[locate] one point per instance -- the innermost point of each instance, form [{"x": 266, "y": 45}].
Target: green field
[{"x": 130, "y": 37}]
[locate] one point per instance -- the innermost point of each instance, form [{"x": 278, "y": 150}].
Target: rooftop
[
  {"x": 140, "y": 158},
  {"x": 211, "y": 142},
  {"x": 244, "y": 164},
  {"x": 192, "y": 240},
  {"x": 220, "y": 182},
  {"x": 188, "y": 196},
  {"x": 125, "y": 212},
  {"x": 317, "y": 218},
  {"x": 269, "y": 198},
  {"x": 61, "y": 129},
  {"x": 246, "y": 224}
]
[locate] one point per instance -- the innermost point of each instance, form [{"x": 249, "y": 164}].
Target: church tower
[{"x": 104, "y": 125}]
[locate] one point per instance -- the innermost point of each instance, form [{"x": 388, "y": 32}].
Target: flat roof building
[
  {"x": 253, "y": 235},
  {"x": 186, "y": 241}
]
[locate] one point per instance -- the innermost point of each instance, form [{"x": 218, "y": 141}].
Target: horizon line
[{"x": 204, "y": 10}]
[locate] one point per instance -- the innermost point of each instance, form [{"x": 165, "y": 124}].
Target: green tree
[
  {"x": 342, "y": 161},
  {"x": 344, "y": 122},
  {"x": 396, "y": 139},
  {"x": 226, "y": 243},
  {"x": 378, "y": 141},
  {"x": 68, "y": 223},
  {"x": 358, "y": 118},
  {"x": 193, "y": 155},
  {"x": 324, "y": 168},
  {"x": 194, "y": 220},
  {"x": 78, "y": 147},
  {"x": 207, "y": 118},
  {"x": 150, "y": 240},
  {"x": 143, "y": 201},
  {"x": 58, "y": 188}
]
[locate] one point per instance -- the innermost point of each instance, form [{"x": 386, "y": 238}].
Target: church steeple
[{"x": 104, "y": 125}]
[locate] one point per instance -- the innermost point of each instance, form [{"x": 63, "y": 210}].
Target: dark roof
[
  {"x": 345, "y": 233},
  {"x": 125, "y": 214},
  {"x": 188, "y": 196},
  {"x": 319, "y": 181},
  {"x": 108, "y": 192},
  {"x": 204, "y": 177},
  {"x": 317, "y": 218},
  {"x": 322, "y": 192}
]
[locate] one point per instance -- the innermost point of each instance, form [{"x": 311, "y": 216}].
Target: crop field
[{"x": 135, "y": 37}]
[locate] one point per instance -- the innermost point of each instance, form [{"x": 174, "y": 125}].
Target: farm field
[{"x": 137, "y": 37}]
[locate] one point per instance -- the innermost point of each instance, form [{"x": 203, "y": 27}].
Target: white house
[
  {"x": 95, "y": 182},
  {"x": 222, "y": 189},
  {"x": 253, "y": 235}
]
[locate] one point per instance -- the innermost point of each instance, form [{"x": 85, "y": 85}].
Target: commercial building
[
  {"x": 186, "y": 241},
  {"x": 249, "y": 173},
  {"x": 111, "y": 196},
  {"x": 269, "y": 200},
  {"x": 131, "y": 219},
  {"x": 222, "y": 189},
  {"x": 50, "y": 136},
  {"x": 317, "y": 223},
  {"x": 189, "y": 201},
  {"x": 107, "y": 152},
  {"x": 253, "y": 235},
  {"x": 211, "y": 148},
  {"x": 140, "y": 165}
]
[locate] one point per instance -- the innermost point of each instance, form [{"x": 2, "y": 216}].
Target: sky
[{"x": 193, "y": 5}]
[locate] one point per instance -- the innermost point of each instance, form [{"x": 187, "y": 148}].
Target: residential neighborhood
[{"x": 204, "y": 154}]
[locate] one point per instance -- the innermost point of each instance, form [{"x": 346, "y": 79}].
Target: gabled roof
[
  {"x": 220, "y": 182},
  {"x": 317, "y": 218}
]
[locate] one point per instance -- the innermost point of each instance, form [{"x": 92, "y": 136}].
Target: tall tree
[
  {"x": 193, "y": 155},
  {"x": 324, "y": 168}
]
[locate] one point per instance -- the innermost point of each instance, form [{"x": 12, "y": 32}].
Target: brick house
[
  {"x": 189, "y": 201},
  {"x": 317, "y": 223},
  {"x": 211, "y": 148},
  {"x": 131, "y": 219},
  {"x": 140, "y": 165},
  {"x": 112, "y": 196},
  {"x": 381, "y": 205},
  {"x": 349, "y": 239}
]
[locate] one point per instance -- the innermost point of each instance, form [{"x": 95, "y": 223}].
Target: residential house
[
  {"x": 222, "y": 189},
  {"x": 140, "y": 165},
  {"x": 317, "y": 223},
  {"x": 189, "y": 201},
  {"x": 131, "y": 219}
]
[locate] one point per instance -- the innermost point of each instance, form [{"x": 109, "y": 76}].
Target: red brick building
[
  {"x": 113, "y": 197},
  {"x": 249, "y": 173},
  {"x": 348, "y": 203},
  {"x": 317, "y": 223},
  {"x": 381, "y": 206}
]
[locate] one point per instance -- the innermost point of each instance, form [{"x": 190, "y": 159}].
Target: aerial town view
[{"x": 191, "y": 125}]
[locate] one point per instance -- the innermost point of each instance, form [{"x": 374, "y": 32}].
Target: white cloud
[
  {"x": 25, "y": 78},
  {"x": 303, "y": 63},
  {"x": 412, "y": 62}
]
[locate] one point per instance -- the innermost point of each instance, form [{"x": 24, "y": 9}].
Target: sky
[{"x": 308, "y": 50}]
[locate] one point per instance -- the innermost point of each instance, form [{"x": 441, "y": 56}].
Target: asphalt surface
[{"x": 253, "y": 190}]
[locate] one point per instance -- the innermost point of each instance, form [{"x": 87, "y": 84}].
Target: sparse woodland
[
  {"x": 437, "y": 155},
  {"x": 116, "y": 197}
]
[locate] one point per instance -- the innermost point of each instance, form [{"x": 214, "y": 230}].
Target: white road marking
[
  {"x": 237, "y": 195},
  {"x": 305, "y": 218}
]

----------

- Task item:
Word for word, write out each of the records above.

- Solved exercise:
[locate] one point per instance -- the innermost point of each instance, form [{"x": 266, "y": 45}].
Target: green field
[{"x": 130, "y": 37}]
[locate] one point per instance -- the innermost point of each instance, form [{"x": 278, "y": 150}].
Target: rooftop
[
  {"x": 140, "y": 158},
  {"x": 211, "y": 142},
  {"x": 244, "y": 164},
  {"x": 192, "y": 240},
  {"x": 220, "y": 182},
  {"x": 188, "y": 196},
  {"x": 125, "y": 212},
  {"x": 317, "y": 218},
  {"x": 269, "y": 198},
  {"x": 61, "y": 129},
  {"x": 246, "y": 224}
]
[locate] one point per instance -- the innermost point of each instance, form [{"x": 249, "y": 164}].
Target: church tower
[{"x": 104, "y": 125}]
[locate] one point per instance -- the innermost point of each instance, form [{"x": 388, "y": 32}].
Target: flat roof building
[
  {"x": 253, "y": 235},
  {"x": 186, "y": 241}
]
[locate] one point per instance -- the innermost point of each instance, form [{"x": 218, "y": 141}].
Target: horizon line
[{"x": 204, "y": 10}]
[locate] one point per instance -- the innermost point of each instance, form [{"x": 165, "y": 124}].
Target: green tree
[
  {"x": 342, "y": 161},
  {"x": 344, "y": 122},
  {"x": 396, "y": 139},
  {"x": 226, "y": 243},
  {"x": 378, "y": 141},
  {"x": 68, "y": 223},
  {"x": 358, "y": 118},
  {"x": 193, "y": 155},
  {"x": 324, "y": 168},
  {"x": 194, "y": 220},
  {"x": 78, "y": 147},
  {"x": 207, "y": 118},
  {"x": 150, "y": 240},
  {"x": 143, "y": 201},
  {"x": 58, "y": 188}
]
[locate] one point per instance -- the innermost point of each instance, form [{"x": 386, "y": 238}].
Target: church steeple
[{"x": 104, "y": 125}]
[locate] one point per instance -- the innermost point of each instance, form [{"x": 63, "y": 210}].
Target: dark roof
[
  {"x": 345, "y": 233},
  {"x": 125, "y": 214},
  {"x": 188, "y": 196},
  {"x": 319, "y": 181},
  {"x": 108, "y": 192},
  {"x": 204, "y": 177},
  {"x": 317, "y": 218},
  {"x": 322, "y": 192}
]
[locate] one point per instance -- the innermost point of each instance, form [{"x": 311, "y": 216}].
Target: crop field
[{"x": 135, "y": 37}]
[locate] one point per instance -- the innermost point of each instance, form [{"x": 174, "y": 125}].
Target: farm field
[{"x": 137, "y": 37}]
[locate] one point per instance -- the innermost point of each instance, form [{"x": 203, "y": 27}].
Target: white house
[
  {"x": 95, "y": 182},
  {"x": 222, "y": 189},
  {"x": 253, "y": 235}
]
[locate] one point per instance -- the innermost point of each instance, form [{"x": 85, "y": 85}].
Target: commercial building
[
  {"x": 186, "y": 241},
  {"x": 249, "y": 173},
  {"x": 111, "y": 196},
  {"x": 269, "y": 200},
  {"x": 131, "y": 219},
  {"x": 222, "y": 189},
  {"x": 50, "y": 136},
  {"x": 317, "y": 223},
  {"x": 189, "y": 201},
  {"x": 107, "y": 152},
  {"x": 253, "y": 235},
  {"x": 211, "y": 148},
  {"x": 140, "y": 165}
]
[locate] one point per instance -- the innermost point of each instance, form [{"x": 2, "y": 216}].
Target: sky
[{"x": 193, "y": 5}]
[locate] one point per instance -- the innermost point of each instance, form [{"x": 187, "y": 148}].
Target: residential neighborhood
[{"x": 204, "y": 154}]
[locate] one point per instance -- the innermost point of each instance, form [{"x": 346, "y": 79}].
Target: gabled roof
[
  {"x": 220, "y": 182},
  {"x": 317, "y": 218}
]
[locate] one point per instance -- the innermost point of each instance, form [{"x": 92, "y": 136}].
Target: tall tree
[
  {"x": 193, "y": 155},
  {"x": 324, "y": 168}
]
[locate] one point per instance -- the innermost point of each instance, form [{"x": 12, "y": 32}].
Target: brick house
[
  {"x": 189, "y": 201},
  {"x": 317, "y": 223},
  {"x": 211, "y": 148},
  {"x": 131, "y": 219},
  {"x": 140, "y": 165},
  {"x": 112, "y": 196},
  {"x": 381, "y": 205},
  {"x": 349, "y": 239}
]
[locate] one point per instance -- the innermost point of each instance, form [{"x": 95, "y": 223}].
Target: residential house
[
  {"x": 222, "y": 189},
  {"x": 140, "y": 165},
  {"x": 317, "y": 223},
  {"x": 189, "y": 201},
  {"x": 131, "y": 219}
]
[locate] one point per instance -- the innermost point of each instance, form [{"x": 109, "y": 76}].
Target: red brick building
[
  {"x": 113, "y": 197},
  {"x": 249, "y": 173},
  {"x": 348, "y": 203},
  {"x": 317, "y": 223},
  {"x": 381, "y": 206}
]
[locate] one point per instance -- the innermost point of each instance, form [{"x": 190, "y": 159}].
Target: aerial town view
[{"x": 191, "y": 125}]
[locate] one point per instance -- the innermost point of each instance, form [{"x": 374, "y": 32}].
Target: white cloud
[
  {"x": 25, "y": 78},
  {"x": 303, "y": 63},
  {"x": 412, "y": 62}
]
[locate] one point per instance -- the innermost point of each instance, form [{"x": 24, "y": 9}].
Target: sky
[{"x": 308, "y": 50}]
[locate] one point per instance -- the innermost point of each instance, form [{"x": 441, "y": 56}].
Target: asphalt surface
[{"x": 253, "y": 190}]
[locate] one point per instance -- the innermost point of each instance, form [{"x": 87, "y": 84}].
Target: sparse woodland
[
  {"x": 437, "y": 155},
  {"x": 116, "y": 197}
]
[locate] one point per instance -- the innermost point of each instance, form [{"x": 214, "y": 230}].
Target: white road marking
[
  {"x": 237, "y": 195},
  {"x": 305, "y": 218}
]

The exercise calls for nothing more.